Saturday, July 31, 2010

Calvin on Election

Today I am reflecting on Book III, Chapters XXI - XXIII in Institutes of the Christian Religion. Let me start by acknowledging one thing at the outset. This segment of Calvin's work really is nearly as intolerable as most people make it out to be. Calvin stubbornly insists on pressing the doctrine, even though he is clearly aware that some of his own allies are more inclined to be more moderate on the topic. The primary theme that sticks out to me in Calvin's whole work is the theme of humility--and humility plays the most prominent role in his doctrine of election--yet a question that occurs to me is, how can one humbly beat others over the head with humility? That seems to be what Calvin is doing here, and it's not fun to read. So let me be honest about my complaints, while I also attempt to glean what is most insightful about these chapters.

First, I should give Calvin some credit at the outset for prepping the reading against two errors.
First, then, let them remember that when they inquire into predestination they are penetrating the sacred precincts of divine wisdom. If anyone with carefree assurance breaks into this place, he will not succeed in satisfying his curiosity and he will enter a labyrinth from which he can find no exit. For it is not right for man unrestrainedly to search out things that the Lord has willed to be hid in himself, and to unfold from eternity itself the sublimest wisdom, which he would have us revere but not understand that through this also he should fill us with wonder.

...
# # # # # # #
> Written exercise 1
In one to three sentences, explain why the writer of the post on Calvin's doctrine of election finds these chapters unpleasant to read.
> Written exercise 2
Proceed with the post on Calvin's doctrine of election from the point where it stops.
The lines that come next belong to a separate source.
# # # # # # #
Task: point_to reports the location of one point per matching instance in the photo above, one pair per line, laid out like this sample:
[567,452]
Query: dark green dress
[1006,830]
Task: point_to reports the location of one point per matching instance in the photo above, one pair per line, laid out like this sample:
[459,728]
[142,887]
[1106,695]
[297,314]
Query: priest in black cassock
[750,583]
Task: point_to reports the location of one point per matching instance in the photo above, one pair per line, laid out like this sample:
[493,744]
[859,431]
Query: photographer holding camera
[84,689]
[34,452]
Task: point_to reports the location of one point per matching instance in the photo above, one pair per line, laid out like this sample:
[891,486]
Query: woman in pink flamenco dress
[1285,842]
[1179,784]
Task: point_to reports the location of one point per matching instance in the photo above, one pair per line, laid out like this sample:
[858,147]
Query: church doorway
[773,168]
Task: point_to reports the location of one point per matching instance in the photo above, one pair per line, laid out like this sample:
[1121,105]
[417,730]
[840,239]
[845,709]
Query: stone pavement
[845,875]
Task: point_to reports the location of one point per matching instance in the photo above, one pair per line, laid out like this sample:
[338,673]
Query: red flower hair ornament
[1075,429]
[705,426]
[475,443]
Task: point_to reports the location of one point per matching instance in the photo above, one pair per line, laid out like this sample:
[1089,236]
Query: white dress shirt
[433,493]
# # # # # # #
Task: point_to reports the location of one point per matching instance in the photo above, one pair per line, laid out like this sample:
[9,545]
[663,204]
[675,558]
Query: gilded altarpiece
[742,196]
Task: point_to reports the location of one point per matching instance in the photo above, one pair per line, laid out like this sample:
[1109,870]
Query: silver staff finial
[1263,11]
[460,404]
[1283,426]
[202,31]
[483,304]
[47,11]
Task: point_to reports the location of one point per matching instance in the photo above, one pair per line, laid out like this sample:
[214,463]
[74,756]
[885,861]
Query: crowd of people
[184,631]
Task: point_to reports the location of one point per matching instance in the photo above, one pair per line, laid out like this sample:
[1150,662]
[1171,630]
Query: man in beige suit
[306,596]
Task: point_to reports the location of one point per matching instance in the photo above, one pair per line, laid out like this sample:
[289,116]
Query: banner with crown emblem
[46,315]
# # # # # # #
> Response 1
Humility is the theme that stands out most in Calvin's work and is central to his doctrine of election, yet Calvin presses that doctrine stubbornly, even though he knows some of his own allies lean toward a more moderate view. To the writer, this amounts to humbly beating others over the head with humility, which is "not fun to read."

> Response 2
There are others who, wishing to cure this evil, all but require that every mention of predestination be buried; indeed, they teach us to avoid any question of it, as we would a reef. Even though their moderation in this matter is rightly to be praised, because they feel that these mysteries ought to be discussed with great soberness, yet because they descend to too low a level, they make little progress with the human understanding, which does not allow itself to be easily restrained. Therefore, to hold to a proper limit in this regard also, we shall have to turn back to the Word of the Lord, in which we have a sure rule for the understanding. For Scripture is the school of the Holy Spirit, in which, as nothing is omitted that is both necessary and useful to know, so nothing is taught but what is expedient to know. Therefore we must guard against depriving believers of anything disclosed about predestination in Scripture, lest we seem either wickedly to defraud them of the blessing of their God or to accuse and scoff at the Holy Spirit for having published what it is in any way profitable to suppress.
It's clear from this passage why Calvin is willing to go ahead and push through the doctrine of predestination, even though he is aware of the first danger that he mentions. I admit that he is probably not guilty of the first danger, in the sense that he is very restrained in his interpretation of God's foreknowledge.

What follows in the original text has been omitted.